Give as output the line that contains "Given the photograph below, point out the small", followed by every remaining line of the entries, unchanged and with nothing added.

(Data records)
* BEGIN *

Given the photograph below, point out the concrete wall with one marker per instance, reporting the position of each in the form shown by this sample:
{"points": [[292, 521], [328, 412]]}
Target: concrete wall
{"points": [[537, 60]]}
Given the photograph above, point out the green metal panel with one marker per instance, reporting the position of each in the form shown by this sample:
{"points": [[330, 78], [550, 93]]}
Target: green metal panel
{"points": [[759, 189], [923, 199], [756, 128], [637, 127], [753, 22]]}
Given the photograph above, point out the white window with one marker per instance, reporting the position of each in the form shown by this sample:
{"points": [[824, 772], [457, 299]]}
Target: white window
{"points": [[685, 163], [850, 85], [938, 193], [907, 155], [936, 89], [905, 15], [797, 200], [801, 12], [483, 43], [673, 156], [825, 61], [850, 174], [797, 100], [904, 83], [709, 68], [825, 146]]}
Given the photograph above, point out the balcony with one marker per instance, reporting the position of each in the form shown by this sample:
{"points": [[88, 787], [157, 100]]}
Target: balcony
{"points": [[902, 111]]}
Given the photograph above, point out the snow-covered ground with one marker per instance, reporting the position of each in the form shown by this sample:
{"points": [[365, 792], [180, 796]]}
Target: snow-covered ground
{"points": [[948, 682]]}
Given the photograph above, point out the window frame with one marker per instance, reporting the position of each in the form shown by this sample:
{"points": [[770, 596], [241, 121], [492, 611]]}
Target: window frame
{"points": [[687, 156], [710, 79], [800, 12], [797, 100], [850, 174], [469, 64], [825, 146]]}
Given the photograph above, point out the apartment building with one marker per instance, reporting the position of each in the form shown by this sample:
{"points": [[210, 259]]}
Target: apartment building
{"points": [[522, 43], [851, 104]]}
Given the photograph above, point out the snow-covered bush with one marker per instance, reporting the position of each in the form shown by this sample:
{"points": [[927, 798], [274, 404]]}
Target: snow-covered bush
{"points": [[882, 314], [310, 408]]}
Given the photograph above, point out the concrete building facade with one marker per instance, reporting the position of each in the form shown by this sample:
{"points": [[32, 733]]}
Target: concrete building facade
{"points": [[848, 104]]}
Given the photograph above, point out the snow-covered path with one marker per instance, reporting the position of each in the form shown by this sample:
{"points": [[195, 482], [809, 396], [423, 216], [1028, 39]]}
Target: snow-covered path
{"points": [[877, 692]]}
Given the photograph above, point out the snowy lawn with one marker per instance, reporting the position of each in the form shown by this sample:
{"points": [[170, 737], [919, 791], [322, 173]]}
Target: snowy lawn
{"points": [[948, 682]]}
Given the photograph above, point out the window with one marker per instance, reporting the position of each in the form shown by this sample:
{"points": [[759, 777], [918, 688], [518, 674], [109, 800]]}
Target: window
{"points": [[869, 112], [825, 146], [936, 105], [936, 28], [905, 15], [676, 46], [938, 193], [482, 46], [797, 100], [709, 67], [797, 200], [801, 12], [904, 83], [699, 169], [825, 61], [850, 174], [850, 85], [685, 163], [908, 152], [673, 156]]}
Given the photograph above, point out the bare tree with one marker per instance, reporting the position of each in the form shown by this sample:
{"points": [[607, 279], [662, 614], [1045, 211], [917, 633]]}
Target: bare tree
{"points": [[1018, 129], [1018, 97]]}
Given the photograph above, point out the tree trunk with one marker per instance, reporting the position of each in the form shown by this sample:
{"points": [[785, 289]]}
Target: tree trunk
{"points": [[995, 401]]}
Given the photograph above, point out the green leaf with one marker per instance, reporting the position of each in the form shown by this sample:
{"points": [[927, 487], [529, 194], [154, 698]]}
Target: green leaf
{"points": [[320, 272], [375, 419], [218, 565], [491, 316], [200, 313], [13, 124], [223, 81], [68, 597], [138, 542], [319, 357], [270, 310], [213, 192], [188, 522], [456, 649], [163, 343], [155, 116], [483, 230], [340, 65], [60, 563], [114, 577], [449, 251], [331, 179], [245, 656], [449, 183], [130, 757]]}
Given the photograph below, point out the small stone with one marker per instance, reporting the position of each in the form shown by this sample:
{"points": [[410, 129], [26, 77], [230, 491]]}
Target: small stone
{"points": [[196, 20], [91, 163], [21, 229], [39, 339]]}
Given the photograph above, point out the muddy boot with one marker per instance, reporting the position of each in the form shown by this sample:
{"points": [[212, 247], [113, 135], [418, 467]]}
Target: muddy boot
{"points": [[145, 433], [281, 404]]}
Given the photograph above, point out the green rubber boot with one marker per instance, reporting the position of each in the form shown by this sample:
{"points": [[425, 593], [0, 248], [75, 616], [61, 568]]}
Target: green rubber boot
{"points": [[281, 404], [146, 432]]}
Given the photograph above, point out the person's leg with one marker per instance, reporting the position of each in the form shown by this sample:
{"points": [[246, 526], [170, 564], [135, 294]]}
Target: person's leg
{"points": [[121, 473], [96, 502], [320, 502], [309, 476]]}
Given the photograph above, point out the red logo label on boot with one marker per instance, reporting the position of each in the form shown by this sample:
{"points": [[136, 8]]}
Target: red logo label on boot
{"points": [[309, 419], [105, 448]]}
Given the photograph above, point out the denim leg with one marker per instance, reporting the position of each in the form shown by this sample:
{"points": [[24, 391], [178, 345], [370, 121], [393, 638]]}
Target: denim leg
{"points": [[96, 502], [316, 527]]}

* END *

* _COMPLETE ANSWER_
Given the photograph below, point out the small stone with one marker per instance, reporting the position of each in the form shown by this sample:
{"points": [[410, 129], [26, 77], [230, 491]]}
Target: small stone
{"points": [[196, 20], [91, 163], [21, 229], [39, 339]]}
Given the photograph above, point out the muddy boot with one marker per instance, reporting the position of each in the form shown by this sample:
{"points": [[212, 247], [113, 135], [418, 467]]}
Target: muddy boot
{"points": [[145, 433], [281, 404]]}
Given the photograph above, point out the green rubber boot with one marker per instance, reporting the position of each in the form shown by this sample:
{"points": [[425, 593], [0, 248], [75, 616], [61, 568]]}
Target: green rubber boot
{"points": [[281, 404], [146, 432]]}
Given the photograph above, point out the person's leg with one marker per instance, reporting the position of each in the form shown by this sample:
{"points": [[246, 526], [170, 564], [135, 294]]}
Target: person's leg
{"points": [[121, 473], [96, 502], [320, 502], [309, 476]]}
Given the photograph above, point out the red logo label on boot with one marker per instance, reporting the position of each in the form shown by this sample:
{"points": [[136, 8]]}
Target: red logo label on boot
{"points": [[309, 419], [105, 448]]}
Given the photograph above, point out the denim leg with one marker per instance, reporting the position of each in the form shown by this sample:
{"points": [[24, 391], [178, 345], [370, 121], [393, 638]]}
Target: denim leg
{"points": [[96, 502], [316, 527]]}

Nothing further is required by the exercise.